# start of Extracted material
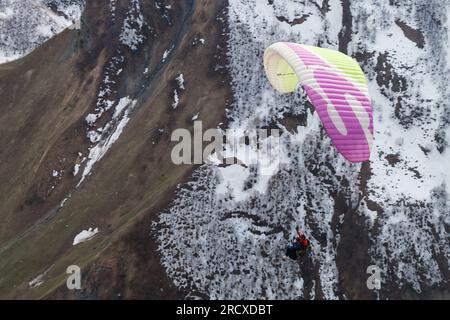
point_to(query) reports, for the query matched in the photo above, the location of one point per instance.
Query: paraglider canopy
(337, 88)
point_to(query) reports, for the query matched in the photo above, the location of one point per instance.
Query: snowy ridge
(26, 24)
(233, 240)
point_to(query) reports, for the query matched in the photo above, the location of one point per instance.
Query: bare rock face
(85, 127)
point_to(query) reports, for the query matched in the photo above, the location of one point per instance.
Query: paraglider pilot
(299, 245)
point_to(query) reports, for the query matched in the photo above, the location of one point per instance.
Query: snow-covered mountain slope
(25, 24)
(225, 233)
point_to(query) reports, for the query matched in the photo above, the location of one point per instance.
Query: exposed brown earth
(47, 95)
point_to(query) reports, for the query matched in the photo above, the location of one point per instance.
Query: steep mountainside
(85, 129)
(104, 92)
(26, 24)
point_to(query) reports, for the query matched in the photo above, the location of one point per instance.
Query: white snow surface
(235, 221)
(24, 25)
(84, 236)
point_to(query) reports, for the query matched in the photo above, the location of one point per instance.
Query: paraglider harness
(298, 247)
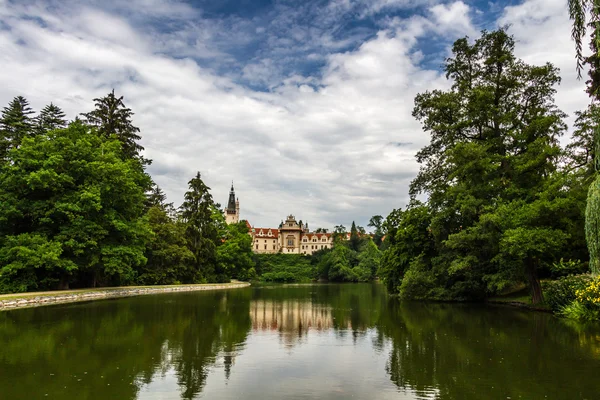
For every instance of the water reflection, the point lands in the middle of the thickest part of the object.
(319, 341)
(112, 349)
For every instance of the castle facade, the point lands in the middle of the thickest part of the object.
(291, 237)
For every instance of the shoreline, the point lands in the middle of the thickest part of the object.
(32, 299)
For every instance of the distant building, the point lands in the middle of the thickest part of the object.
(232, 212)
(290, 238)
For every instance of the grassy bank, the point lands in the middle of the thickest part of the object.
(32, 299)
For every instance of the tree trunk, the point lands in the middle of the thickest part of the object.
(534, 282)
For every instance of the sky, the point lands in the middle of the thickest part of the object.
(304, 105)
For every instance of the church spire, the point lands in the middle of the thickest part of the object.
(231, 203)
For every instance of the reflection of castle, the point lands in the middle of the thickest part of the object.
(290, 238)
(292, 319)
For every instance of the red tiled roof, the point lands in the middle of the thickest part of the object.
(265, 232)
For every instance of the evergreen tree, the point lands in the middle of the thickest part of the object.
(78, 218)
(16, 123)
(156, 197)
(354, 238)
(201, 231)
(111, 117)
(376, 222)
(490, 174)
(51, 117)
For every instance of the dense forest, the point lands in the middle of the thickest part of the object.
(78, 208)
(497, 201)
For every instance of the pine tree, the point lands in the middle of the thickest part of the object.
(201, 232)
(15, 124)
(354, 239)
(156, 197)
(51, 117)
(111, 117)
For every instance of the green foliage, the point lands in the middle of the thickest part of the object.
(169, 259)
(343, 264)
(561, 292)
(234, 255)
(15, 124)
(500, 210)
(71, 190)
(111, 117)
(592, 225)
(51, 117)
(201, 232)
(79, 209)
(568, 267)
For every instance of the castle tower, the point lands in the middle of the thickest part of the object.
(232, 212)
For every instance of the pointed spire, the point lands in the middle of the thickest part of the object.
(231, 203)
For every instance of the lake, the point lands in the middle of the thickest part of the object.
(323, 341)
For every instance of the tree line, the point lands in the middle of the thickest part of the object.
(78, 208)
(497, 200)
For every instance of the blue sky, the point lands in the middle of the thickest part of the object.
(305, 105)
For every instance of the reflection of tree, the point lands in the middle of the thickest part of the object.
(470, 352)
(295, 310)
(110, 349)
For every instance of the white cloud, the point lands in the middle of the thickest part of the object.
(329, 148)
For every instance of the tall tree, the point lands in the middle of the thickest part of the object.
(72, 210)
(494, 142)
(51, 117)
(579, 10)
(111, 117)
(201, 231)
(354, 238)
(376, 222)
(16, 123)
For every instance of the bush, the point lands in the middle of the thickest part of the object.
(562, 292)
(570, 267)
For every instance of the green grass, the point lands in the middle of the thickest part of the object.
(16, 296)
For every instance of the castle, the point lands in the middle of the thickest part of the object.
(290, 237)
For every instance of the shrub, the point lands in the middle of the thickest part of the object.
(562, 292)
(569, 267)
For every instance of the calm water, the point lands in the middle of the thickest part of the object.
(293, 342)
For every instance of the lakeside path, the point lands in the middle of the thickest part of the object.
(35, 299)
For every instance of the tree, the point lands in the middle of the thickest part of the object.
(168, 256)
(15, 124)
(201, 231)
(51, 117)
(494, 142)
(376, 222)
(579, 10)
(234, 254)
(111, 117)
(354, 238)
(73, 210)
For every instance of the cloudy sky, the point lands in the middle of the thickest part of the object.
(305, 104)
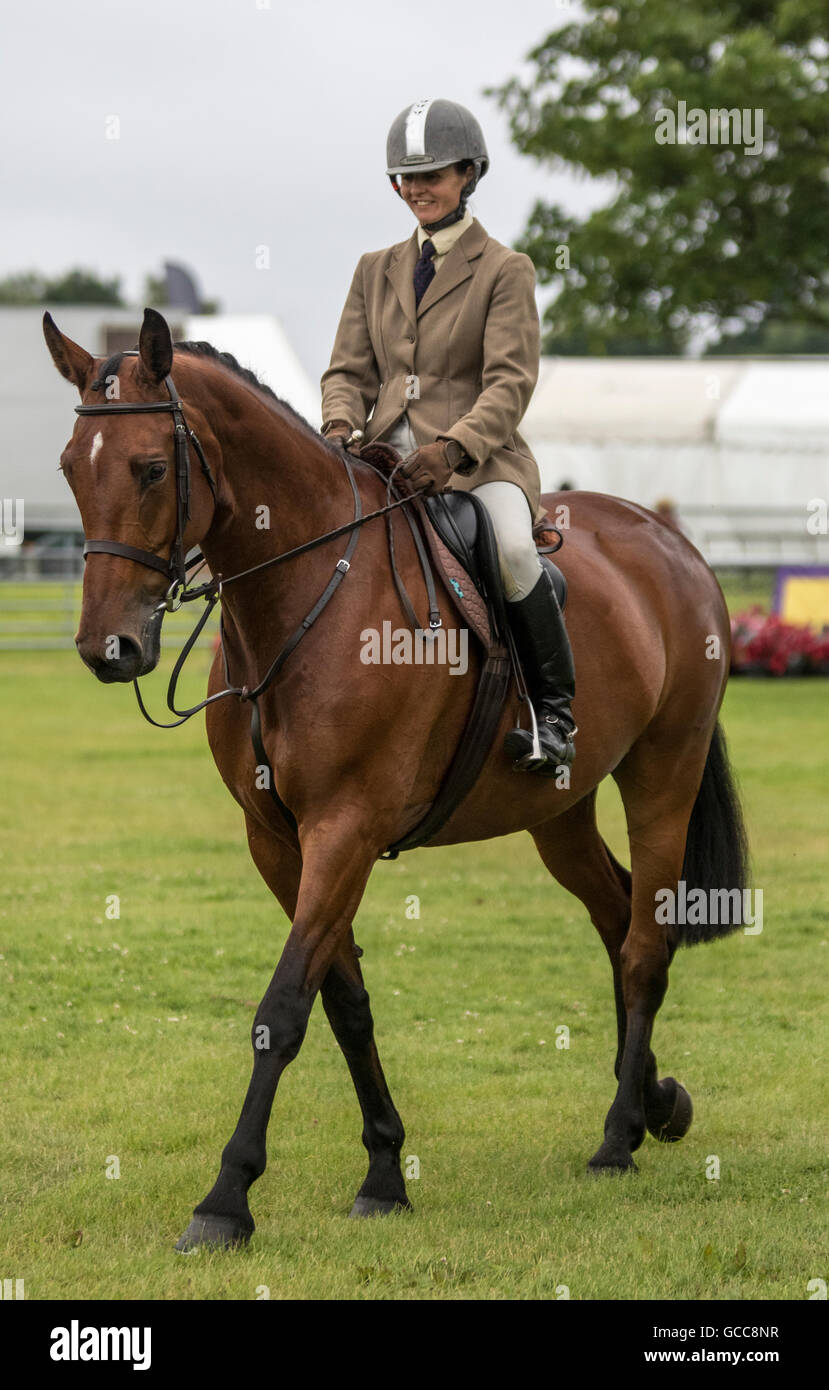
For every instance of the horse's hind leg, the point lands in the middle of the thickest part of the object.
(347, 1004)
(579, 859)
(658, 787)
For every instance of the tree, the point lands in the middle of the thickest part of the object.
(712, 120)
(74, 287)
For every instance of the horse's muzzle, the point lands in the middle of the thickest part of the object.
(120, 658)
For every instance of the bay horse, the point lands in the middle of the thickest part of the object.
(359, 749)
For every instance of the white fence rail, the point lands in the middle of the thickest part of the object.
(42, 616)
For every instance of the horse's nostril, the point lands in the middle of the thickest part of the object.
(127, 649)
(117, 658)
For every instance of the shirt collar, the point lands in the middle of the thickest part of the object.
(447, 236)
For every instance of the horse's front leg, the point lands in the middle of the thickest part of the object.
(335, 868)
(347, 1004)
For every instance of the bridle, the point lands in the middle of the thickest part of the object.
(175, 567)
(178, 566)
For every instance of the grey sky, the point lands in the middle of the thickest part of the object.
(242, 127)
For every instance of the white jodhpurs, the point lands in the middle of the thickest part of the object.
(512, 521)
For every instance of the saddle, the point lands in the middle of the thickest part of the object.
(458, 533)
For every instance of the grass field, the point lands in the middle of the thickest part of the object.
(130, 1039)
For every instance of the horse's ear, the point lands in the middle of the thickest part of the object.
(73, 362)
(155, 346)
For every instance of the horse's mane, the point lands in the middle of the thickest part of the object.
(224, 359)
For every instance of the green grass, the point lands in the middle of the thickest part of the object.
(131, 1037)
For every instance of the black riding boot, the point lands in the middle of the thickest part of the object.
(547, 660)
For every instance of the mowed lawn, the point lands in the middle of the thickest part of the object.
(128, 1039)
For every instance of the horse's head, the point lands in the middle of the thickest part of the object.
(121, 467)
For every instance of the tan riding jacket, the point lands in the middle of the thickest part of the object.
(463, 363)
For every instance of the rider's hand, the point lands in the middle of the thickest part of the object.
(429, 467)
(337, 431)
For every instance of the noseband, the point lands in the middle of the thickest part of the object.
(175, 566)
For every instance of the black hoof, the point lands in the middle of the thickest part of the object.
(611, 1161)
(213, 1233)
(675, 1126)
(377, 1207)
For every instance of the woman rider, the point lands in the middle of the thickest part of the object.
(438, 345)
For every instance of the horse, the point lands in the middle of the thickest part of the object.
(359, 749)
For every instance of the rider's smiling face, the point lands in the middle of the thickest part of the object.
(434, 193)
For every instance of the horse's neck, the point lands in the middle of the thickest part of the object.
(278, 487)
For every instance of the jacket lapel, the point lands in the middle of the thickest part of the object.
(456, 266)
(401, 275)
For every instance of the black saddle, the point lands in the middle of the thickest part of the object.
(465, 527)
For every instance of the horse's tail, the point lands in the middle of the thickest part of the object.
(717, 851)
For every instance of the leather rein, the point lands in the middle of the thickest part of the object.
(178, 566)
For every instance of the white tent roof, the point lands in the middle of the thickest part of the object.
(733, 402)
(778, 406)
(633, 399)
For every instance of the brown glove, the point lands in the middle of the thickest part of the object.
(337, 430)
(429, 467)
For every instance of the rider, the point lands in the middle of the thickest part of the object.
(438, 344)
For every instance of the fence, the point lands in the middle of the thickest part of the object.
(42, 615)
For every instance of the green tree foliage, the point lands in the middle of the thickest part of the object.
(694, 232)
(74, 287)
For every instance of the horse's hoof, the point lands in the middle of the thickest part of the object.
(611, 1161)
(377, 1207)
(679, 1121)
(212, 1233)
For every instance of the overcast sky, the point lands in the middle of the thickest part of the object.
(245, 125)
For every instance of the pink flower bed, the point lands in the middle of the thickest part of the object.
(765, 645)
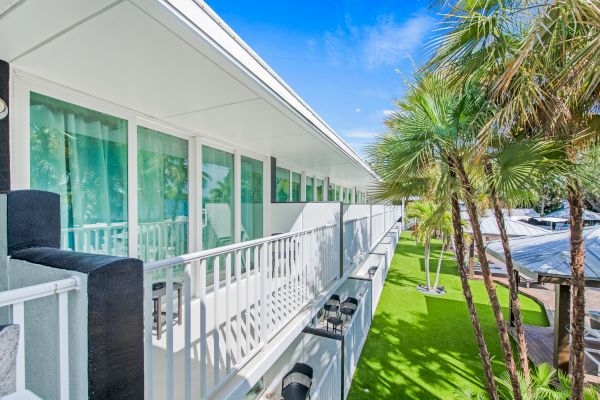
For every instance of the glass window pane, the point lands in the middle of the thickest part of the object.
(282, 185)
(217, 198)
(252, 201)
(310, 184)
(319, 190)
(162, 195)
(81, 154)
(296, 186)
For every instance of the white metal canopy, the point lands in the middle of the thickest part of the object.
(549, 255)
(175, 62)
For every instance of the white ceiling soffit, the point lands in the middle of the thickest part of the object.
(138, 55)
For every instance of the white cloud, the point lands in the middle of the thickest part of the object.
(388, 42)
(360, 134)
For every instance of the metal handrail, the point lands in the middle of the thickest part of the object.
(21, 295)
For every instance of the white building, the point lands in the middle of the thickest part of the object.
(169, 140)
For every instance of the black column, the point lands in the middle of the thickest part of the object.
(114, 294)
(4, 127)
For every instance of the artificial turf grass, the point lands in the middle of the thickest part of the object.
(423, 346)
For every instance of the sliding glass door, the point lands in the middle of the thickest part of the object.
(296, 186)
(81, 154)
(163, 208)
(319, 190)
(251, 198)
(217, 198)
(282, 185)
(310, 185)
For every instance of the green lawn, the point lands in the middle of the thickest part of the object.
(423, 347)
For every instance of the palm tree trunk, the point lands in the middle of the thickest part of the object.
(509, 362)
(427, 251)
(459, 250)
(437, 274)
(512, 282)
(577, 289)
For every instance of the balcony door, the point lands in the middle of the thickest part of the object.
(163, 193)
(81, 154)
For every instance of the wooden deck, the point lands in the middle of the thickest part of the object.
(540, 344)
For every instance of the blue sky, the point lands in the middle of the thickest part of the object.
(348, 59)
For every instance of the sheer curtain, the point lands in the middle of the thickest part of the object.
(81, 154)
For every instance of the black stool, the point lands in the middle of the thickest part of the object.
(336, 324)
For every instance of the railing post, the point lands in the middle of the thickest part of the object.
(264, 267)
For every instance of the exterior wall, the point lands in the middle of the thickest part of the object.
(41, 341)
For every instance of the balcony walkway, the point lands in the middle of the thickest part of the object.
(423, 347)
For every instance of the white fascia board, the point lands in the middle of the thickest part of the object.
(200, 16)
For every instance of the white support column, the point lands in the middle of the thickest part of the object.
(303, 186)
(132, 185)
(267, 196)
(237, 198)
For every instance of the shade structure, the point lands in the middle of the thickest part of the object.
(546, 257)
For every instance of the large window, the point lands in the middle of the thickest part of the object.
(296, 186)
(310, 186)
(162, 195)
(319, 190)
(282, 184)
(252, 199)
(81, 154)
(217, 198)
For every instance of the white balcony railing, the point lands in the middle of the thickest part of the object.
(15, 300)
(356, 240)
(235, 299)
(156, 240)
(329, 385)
# end of Extracted material
:: What is being asked ::
Copy exactly the lines above, from the one containing "For every instance of the white fascia" through the very last line.

:: Response below ::
For every instance of the white fascia board, the point lands in the middle of the thickest part of the object.
(200, 16)
For every instance of the white support column, the point lands in the middle of the thickest part of the object.
(303, 186)
(132, 185)
(267, 196)
(237, 198)
For every instance of the shade structure, the point lands in the middle of the thickest part of the object.
(546, 257)
For every instance of the large window, the point lands in the middle of the thickest part of the object.
(296, 186)
(310, 186)
(162, 195)
(319, 190)
(282, 184)
(252, 199)
(81, 154)
(217, 198)
For every instance of the white balcony railing, the point lands in the middle of the thickest part of the object.
(15, 300)
(356, 240)
(235, 299)
(156, 240)
(329, 385)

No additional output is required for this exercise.